Creative Destructions: On Memory and Resistance in Belarusian Urbanscapes



A still from Czysta sztuka, a film by Maksim Shved. 
Essay for the Journal of Architectural Design and History,
“Destruction,” volume 2,
August 2023 [forthcoming 2024].















On the night of March 29, 2023, a strange event happened in a small town in Belarus—a large concrete monument dedicated to one of the few 20th-century national female poets disappeared overnight. Nobody seemed to know what happened and whose responsibility it was until a video of communal city workers demounting it in the middle of the night resurfaced in local Telegram channels a few days later. What seemed to be a prank gone astray was an event symptomatic of the anxious desire of the contemporary Belarusian state to actively revise its historiography and physically erase any, even remote, references to historical events that are misaligned with the accepted current. While the idea of managing collective memories through acts of destruction is not new, the case of contemporary Belarus is exemplary in this regard. In its pursuit of sterile urbanscapes, the state continues to employ the long-and-tried Soviet techniques of brute destruction. However, even in the most oppressive contexts, these techniques are no longer effective with online media coverage and extended horizontal collaborations. Instead, they create new intangible memory marks that define the city's symbolic and lived experiences through this new intentional absence much more so than through the previously accidental presence.

========

**Study questions**:
1) Rename "Essay" to "Article" in the stretch of the Belarusian urbanscapes essay that begins at the words "A still from" and stops after "2023 [forthcoming 2024].", then write out that stretch.
2) Go on with the essay on memory and destruction in Belarusian cities, picking up after its last sentence.

Saved entries:

========

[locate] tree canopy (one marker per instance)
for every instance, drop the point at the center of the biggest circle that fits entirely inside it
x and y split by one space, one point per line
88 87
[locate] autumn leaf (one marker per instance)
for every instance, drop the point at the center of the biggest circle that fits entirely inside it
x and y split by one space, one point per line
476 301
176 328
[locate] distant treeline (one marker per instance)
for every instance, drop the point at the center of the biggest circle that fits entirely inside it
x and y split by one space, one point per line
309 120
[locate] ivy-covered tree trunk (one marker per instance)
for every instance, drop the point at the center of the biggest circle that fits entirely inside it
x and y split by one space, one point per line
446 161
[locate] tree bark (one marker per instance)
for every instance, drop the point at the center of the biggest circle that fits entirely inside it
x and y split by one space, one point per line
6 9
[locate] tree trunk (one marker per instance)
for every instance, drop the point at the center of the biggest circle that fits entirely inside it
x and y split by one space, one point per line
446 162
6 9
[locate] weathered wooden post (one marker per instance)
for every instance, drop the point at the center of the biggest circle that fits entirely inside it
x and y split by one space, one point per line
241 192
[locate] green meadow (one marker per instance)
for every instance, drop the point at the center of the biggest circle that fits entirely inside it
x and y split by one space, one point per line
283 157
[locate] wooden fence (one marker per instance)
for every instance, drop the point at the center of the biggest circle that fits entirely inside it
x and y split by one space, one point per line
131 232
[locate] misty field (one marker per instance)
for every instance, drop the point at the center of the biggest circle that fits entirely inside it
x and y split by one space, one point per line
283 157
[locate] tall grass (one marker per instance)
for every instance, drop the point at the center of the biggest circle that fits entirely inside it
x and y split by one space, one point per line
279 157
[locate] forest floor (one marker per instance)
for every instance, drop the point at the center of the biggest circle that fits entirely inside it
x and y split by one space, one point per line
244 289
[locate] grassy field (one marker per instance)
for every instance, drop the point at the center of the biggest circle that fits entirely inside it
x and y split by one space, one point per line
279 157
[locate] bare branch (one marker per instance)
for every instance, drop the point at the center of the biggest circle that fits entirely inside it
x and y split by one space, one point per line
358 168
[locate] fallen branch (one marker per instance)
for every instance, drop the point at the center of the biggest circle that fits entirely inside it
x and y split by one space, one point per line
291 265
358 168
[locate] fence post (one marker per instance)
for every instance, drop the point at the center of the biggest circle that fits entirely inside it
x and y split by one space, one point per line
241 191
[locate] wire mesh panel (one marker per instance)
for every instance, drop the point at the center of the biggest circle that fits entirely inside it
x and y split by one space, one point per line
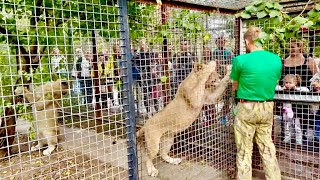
168 46
64 91
296 129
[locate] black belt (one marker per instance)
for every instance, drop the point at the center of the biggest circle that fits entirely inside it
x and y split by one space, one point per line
252 101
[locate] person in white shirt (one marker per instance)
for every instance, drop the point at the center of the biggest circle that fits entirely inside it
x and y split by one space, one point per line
59 64
86 78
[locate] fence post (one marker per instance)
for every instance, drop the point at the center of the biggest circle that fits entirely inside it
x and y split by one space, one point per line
128 87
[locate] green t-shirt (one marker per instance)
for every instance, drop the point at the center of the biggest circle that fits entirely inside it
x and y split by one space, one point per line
257 74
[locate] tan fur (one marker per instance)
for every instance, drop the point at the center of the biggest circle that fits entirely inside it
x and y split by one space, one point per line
180 113
44 107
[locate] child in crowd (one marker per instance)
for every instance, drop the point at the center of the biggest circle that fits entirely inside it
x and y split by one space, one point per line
291 82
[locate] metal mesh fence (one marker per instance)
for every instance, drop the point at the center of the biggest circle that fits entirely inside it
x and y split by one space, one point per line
63 91
72 90
166 49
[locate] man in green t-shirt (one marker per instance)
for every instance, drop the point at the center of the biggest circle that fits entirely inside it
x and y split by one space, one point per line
255 76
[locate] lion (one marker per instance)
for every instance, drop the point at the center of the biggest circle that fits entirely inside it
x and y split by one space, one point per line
45 111
180 113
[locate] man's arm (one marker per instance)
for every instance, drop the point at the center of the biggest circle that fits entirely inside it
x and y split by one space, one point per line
235 74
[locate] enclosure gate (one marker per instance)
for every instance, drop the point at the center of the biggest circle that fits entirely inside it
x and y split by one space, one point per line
90 74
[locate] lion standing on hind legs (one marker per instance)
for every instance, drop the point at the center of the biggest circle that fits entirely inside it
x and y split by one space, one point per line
45 110
180 113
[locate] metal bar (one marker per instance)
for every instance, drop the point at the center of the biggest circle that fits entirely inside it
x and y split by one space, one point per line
191 6
165 56
237 30
128 90
96 81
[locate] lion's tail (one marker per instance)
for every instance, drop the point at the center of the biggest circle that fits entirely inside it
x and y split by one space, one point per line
140 137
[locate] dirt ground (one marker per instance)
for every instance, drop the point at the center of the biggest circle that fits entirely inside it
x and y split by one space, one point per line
62 164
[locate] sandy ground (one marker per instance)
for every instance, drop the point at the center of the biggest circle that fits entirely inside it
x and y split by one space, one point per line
84 154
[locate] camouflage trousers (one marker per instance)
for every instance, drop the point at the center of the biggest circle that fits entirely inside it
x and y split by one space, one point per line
254 123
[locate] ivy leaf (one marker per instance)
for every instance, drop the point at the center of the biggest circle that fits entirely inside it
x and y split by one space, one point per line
300 20
277 6
269 5
274 13
308 24
313 13
245 15
261 7
251 8
261 14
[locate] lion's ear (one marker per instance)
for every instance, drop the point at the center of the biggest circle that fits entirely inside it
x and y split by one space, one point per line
198 67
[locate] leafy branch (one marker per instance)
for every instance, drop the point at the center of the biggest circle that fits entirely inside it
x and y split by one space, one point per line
279 27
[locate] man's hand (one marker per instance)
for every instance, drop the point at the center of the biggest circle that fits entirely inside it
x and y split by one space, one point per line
235 86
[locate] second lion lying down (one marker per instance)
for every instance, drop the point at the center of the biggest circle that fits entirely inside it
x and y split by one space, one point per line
181 112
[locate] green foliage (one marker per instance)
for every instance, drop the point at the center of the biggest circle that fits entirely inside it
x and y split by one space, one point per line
278 26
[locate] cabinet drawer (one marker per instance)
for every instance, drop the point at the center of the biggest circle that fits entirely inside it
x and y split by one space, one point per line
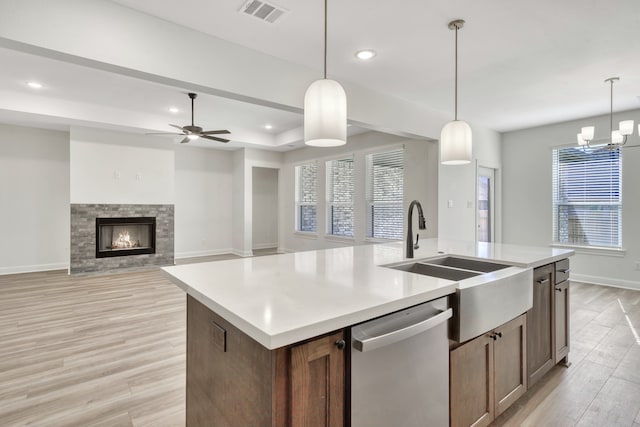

========

**Exercise responses**:
1)
A still from Czysta sztuka, a film by Maksim Shved. 
Article for the Journal of Architectural Design and History,
“Destruction,” volume 2,
August 2023 [forthcoming 2024].

2)
The essay is particularly interested in the generative effects of state-sanctioned destructions. New collective identities are forged against the act of destruction and find their definition through the absence. If heritage and collective memories are ultimately political concepts, then acts of heritage destruction can be considered acts of oppression. The process of memorisation then becomes resistance, which, in the words of Milan Kundera, is the “struggle of memory against forgetting.” Through a collection of case studies of contemporary Belarusian urbanscapes—from a make-shift memorial to the victims of Soviet repressions to acts of censorship on city walls and the intensive struggle over a mural in a housing courtyard—the essay explores how different shared memories and collective identities are forged in opposition to the acts of destruction. In the cycle of destruction and creation, successive bids to power generate new ideas, growing national consciousness and horizontal networks of solidarity. However, despite these “productive” effects of destruction dialectics, these newly fostered identities have a limited temporal horizon without tangible heritage. As their embodiment is denied, these memories are forced to adapt to other vessels and signs of memory or ultimately disappear.